───── SOURCE EXTRACT ─────

Heather Krasna’s Ten Commandments of the Job Search

1. If You Don’t Know What You’re Looking For, You’ll Never Find It.   … You have to focus your job search, on the role you want to play, the geographic location you’ll consider, the organizations you’d like to work for or issue areas you’d like to work on.  Otherwise, all other job search tips are meaningless.  And, as a correlary, it’s just as important to know what you don’t want as what you do want.  (Be sure to balance this with Commandment #7!)

2.  Job Searching Is Self-Motivated.  No one is going to come along, wave a wand, and hand you a great job.  You have to schedule at least a certain amount of time every day or every week to do networking, job applying, research, searching etc.  Schedule a specific Job Search Time at a specific hour of the day or time of the week, and put it aside; and  organize your job search to make sure you stay on track.  Otherwise, “sometime” will easily become “never.”

───── INFORMATION PROVIDED ─────

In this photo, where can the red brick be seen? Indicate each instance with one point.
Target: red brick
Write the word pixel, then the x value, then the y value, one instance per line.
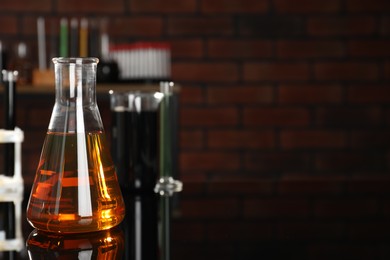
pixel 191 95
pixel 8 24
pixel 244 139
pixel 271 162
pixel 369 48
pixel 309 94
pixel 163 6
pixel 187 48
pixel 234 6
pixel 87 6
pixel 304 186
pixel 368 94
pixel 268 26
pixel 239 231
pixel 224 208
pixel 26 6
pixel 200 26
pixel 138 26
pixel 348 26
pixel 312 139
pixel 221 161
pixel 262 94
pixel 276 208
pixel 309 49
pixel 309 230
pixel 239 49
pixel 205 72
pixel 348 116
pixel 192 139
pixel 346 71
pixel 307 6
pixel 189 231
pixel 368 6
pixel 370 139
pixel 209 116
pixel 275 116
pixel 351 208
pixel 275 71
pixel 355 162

─────
───── INFORMATION PROVIDED ─────

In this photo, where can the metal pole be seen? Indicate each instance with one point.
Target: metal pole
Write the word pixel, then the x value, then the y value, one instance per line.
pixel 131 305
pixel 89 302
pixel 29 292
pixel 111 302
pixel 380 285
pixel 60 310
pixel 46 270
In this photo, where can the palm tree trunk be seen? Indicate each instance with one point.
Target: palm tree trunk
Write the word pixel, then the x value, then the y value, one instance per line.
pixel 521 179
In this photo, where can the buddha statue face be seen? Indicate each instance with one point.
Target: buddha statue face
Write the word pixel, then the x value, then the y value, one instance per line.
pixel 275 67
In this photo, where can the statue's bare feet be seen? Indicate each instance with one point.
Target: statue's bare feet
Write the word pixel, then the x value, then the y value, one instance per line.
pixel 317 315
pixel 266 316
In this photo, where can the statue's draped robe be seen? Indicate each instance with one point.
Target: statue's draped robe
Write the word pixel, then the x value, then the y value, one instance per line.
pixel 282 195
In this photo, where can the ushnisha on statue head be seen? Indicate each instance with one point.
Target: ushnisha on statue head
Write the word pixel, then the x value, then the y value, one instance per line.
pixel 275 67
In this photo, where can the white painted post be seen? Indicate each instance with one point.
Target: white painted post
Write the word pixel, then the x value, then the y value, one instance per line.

─────
───── INFORMATION PROVIDED ─────

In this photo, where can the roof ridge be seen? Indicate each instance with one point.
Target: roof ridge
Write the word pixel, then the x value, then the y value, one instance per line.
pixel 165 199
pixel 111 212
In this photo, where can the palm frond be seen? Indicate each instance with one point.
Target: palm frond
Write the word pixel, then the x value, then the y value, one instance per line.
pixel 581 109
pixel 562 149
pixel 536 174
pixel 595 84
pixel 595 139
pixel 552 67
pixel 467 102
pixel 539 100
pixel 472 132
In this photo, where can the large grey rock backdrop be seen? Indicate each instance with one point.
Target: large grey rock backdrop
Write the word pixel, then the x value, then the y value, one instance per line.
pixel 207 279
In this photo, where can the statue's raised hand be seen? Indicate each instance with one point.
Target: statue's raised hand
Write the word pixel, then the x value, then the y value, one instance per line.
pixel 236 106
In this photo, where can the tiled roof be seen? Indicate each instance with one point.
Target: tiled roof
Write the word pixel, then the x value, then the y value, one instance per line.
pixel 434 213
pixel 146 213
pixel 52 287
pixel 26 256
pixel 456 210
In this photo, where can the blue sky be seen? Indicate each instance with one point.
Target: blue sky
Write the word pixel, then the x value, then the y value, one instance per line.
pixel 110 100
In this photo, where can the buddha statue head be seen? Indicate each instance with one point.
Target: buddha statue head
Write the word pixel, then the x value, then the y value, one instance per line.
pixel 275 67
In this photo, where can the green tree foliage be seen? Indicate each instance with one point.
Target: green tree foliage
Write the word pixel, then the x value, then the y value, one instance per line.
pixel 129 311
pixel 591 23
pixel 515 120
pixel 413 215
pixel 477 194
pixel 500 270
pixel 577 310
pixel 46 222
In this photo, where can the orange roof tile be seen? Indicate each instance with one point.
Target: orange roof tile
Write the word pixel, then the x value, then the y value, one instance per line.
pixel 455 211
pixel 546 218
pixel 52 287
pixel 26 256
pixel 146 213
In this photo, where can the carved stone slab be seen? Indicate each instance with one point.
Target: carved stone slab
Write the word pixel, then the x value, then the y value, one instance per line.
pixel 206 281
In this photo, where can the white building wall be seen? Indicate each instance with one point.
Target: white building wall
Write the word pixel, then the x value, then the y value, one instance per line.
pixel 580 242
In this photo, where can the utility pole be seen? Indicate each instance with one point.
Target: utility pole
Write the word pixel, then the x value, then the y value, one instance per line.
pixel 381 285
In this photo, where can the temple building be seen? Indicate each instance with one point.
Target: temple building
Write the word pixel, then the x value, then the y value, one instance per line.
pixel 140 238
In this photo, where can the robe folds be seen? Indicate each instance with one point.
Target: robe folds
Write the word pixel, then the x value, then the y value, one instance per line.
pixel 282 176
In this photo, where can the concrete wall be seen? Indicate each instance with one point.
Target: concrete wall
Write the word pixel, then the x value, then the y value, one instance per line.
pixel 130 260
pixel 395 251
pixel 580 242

─────

• _TO DO_
• 1. In the job search commandments, what does "sometime" easily become without a scheduled Job Search Time?
• 2. Return the stretch of the job search commandments from "1. If You Don’t" through "with Commandment #7!)".
Rely on the job search commandments alone.

• _ANSWERS BELOW_
• 1. It easily becomes "never."

• 2.
1. If You Don’t Know What You’re Looking For, You’ll Never Find It.   … You have to focus your job search, on the role you want to play, the geographic location you’ll consider, the organizations you’d like to work for or issue areas you’d like to work on.  Otherwise, all other job search tips are meaningless.  And, as a correlary, it’s just as important to know what you don’t want as what you do want.  (Be sure to balance this with Commandment #7!)